» Given problem
Every record should be written out exactly, with the pictures left out.

[Start]

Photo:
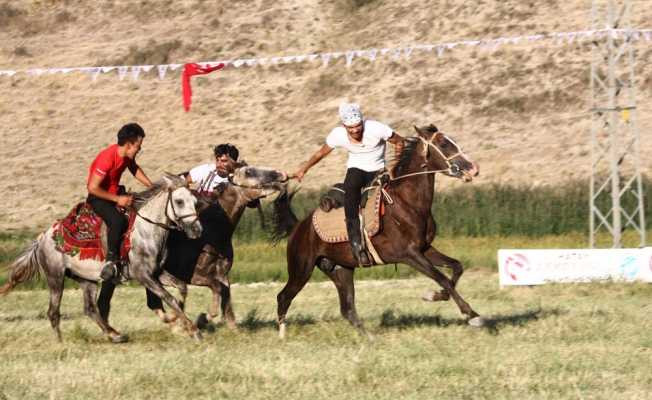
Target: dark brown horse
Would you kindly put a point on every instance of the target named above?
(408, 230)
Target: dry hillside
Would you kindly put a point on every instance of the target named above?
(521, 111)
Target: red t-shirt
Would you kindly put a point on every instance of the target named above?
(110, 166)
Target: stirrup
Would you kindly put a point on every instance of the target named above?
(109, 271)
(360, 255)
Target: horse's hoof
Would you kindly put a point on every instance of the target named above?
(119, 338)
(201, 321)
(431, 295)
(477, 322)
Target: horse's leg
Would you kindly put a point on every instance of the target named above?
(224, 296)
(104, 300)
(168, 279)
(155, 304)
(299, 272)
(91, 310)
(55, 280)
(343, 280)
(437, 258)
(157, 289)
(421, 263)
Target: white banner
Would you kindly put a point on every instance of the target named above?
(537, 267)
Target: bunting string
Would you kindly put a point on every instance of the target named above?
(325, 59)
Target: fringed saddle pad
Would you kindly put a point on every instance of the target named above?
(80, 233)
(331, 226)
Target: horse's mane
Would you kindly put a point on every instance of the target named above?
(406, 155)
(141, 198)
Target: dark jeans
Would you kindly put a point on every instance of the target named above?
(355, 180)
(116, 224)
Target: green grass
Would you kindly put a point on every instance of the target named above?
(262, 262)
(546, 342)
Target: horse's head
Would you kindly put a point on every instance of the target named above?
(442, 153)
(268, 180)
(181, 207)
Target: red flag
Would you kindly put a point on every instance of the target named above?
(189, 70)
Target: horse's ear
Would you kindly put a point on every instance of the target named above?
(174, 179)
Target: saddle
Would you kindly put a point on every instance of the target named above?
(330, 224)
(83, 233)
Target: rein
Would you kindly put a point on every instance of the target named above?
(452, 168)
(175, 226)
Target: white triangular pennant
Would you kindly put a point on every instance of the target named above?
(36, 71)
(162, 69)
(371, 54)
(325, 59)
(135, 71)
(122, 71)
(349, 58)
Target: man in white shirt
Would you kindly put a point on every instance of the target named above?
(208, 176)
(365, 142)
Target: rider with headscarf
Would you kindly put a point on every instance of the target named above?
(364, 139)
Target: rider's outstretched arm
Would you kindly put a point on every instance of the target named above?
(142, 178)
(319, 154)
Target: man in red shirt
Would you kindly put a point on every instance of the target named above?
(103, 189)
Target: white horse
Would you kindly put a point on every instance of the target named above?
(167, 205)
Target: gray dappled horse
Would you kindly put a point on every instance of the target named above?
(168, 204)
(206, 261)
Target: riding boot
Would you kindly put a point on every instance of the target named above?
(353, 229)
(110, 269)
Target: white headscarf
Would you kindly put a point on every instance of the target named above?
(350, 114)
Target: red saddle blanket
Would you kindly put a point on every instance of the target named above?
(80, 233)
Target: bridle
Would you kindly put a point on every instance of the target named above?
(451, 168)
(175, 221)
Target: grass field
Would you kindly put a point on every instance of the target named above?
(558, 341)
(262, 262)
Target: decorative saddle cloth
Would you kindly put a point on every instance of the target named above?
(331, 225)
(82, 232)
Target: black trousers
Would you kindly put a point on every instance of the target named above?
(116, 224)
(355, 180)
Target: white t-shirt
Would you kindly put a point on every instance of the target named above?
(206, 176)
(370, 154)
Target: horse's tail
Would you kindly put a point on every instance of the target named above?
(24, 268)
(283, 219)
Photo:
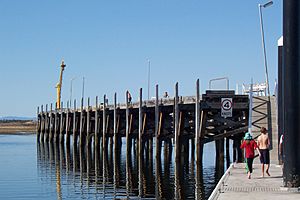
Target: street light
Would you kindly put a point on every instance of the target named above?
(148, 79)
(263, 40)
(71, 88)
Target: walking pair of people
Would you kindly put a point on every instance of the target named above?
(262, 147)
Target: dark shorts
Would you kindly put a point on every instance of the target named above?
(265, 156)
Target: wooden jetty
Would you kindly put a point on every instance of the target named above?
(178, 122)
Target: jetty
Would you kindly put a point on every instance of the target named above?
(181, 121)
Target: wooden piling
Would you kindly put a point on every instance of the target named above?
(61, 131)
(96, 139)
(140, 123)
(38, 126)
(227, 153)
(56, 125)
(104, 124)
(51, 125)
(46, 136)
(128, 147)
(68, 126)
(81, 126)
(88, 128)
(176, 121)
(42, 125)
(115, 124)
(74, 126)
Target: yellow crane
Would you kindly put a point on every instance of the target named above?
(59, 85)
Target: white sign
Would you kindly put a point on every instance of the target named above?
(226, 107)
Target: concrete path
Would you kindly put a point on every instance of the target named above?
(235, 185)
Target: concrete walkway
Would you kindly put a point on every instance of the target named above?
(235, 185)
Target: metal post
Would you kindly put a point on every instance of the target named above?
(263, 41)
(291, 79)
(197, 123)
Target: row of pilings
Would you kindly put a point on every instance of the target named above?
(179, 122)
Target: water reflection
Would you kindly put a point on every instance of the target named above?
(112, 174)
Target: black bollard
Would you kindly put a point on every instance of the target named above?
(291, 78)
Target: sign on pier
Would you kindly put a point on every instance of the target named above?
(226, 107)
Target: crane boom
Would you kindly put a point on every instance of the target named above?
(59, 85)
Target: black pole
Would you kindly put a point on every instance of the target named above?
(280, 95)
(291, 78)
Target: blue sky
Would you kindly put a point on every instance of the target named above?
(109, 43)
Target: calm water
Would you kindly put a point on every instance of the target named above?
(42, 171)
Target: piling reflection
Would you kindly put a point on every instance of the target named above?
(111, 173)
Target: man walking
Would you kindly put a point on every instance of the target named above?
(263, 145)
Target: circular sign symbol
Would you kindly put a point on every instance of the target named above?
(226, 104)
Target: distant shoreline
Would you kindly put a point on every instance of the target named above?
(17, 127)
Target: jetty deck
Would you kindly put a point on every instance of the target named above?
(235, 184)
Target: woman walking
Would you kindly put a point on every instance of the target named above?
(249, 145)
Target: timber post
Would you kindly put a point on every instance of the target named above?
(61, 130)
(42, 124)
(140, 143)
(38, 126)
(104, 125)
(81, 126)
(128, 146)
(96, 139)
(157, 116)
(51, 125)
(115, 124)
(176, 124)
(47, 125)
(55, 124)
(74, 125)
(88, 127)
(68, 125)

[End]

» Finished answer
Photo:
Target: dark brown horse
Would you kindly put a point on every instance of the target named above?
(408, 230)
Target: dry hillside
Would you kindly put a point on every instance of the target named above?
(521, 111)
Target: red t-shirt
Would you kindly put a point on every instance of the target named above?
(110, 166)
Target: stirrup
Would you kindly put a point on every instance of the target named above?
(109, 271)
(360, 255)
Target: horse's hoof
Would you kindly put a point on every instance of the target named above?
(119, 338)
(201, 321)
(431, 295)
(477, 322)
Target: horse's leg
Would you kindly put a point on every instance of the target named above?
(224, 296)
(104, 300)
(168, 279)
(155, 304)
(299, 272)
(91, 310)
(55, 280)
(343, 280)
(437, 258)
(157, 289)
(421, 263)
Target: white banner
Would you kindly put a point on every instance of the target named above?
(537, 267)
Target: bunting string
Would you kindly put a point on every instance of the target named above?
(325, 59)
Target: fringed saddle pad
Would you kindly put a point on every instance of the target named above?
(80, 233)
(331, 226)
Target: horse's mane
Would you kindly put a point on every instance of the target named above?
(406, 155)
(141, 198)
Target: dark jeans
Would you kindly put a point on every instance of the target named above?
(355, 180)
(116, 224)
Target: green grass
Would you kindly put a point on every instance of the target named above?
(262, 262)
(546, 342)
Target: horse's head
Would you kindly put a point on every instance of the target named above?
(442, 153)
(268, 180)
(181, 207)
Target: red flag
Would you kindly put a point on every instance of the target named above?
(189, 70)
Target: horse's ear
Would you kindly put a point on every instance of the target named above?
(174, 179)
Target: saddle
Would you kindly put a point on every instance of the target named above?
(330, 224)
(83, 233)
Target: rein
Would you kindly put a point on every instance of the target named above?
(452, 168)
(175, 226)
Target: white triangular pennant
Would you kindly put a point on every instance of the target named above?
(36, 71)
(162, 69)
(371, 54)
(325, 59)
(135, 71)
(122, 71)
(349, 58)
Target: man in white shirt
Would you kindly put a point on every instance of the target named above?
(208, 176)
(365, 142)
Target: rider with headscarf
Would you kindly put a point on every instance of the target named above?
(364, 139)
Target: rider's outstretched arm
Would you kindly put a point on every instance of the target named above?
(142, 178)
(319, 154)
Target: man in red shirt
Would you kindly put a point on every instance of the target named above?
(103, 189)
Target: white horse
Would you kindly put a point on every instance of the target named above?
(167, 205)
Target: gray dappled horse
Would you kindly put a point on every instance of the target named above?
(168, 204)
(206, 261)
Target: riding boot
Would you kindly put a point on every instance of the target named above?
(353, 229)
(110, 269)
Target: white headscarf
Would you kindly put a point on every instance of the target named above?
(350, 114)
Target: red saddle blanket
Would you kindly put a point on every instance of the target named above?
(80, 233)
Target: bridle
Would you kindly put a point on every instance of the target named above?
(451, 168)
(175, 221)
Target: grass field
Would you kindly put a point on every instance of the target named above?
(558, 341)
(262, 262)
Target: decorative saddle cloth
Would you kindly put a point on every instance of the target named above?
(331, 225)
(82, 232)
Target: black trousers
Would you kindly put a point on every instance of the target named above?
(116, 224)
(355, 180)
Target: white t-shirt
Would you kindly put a point on every instance of the target named above?
(206, 176)
(370, 154)
Target: horse's tail
Would you kindly put a point on every instance of the target named above?
(24, 268)
(283, 219)
Photo:
Target: street light
Would you kindly put a point on every instance of the target named above?
(148, 79)
(263, 40)
(71, 88)
Target: walking pair of people
Would you kindly put a point on every instance of the target named above?
(262, 147)
Target: dark shorts
Would you kindly put a point on every instance of the target named above?
(265, 156)
Target: wooden jetty
Would you kindly put a point on every instance of the target named above?
(178, 122)
Target: jetty
Would you kindly put a point on every instance of the target named above?
(181, 121)
Target: wooden piling
Would you kindly put a point on every instance of the target named above?
(61, 131)
(96, 139)
(140, 123)
(38, 126)
(227, 153)
(56, 125)
(104, 124)
(51, 125)
(46, 136)
(128, 147)
(68, 126)
(81, 126)
(88, 128)
(176, 121)
(42, 125)
(115, 124)
(74, 126)
Target: yellow crane
Would you kindly put a point on every instance of the target named above?
(59, 85)
Target: white sign
Would you kindly put a point on every instance of the target named above?
(226, 107)
Target: concrete path
Would you kindly put a point on every instance of the target named above?
(235, 185)
Target: concrete walkway
Would you kindly put a point on every instance of the target named above?
(235, 185)
Target: metal post
Would you kindly put a point on every instance of the target named above?
(263, 41)
(291, 79)
(197, 123)
Target: row of pilings
Would you kindly put a point on every instance of the target named above?
(179, 122)
Target: water reflection
Would you kindly put a point on every instance of the target named above?
(112, 174)
Target: black bollard
Would you kindly put a point on every instance of the target named above?
(291, 78)
Target: sign on pier
Would you kindly put a point on every instance of the target named above?
(226, 107)
Target: crane boom
Would you kindly put a point on every instance of the target named above?
(59, 85)
Target: black pole
Would you kindly put a point on every instance of the target named above?
(280, 95)
(291, 78)
Target: blue sky
Would you kindly put a point on every instance of the target named above?
(109, 43)
Target: calm water
Would you kindly put a point on every instance of the target named above?
(42, 171)
Target: piling reflection
Would you kindly put a point on every instance of the target named above?
(111, 173)
Target: man walking
Would you kindly put a point on every instance of the target named above?
(263, 145)
Target: circular sign symbol
Would you kindly put a point on every instance of the target named above?
(226, 104)
Target: distant shoreline
Would you kindly put a point on every instance of the target named above?
(17, 127)
Target: jetty deck
Would you kindly put a point on every instance of the target named above?
(235, 184)
Target: woman walking
Would you kindly put a point on every instance of the target named above?
(249, 145)
Target: timber post
Would you kindly put a point on every instance of the target named above?
(61, 130)
(42, 124)
(140, 143)
(38, 126)
(104, 125)
(81, 126)
(128, 146)
(96, 139)
(157, 116)
(51, 125)
(115, 124)
(176, 124)
(47, 125)
(55, 124)
(74, 125)
(88, 127)
(68, 125)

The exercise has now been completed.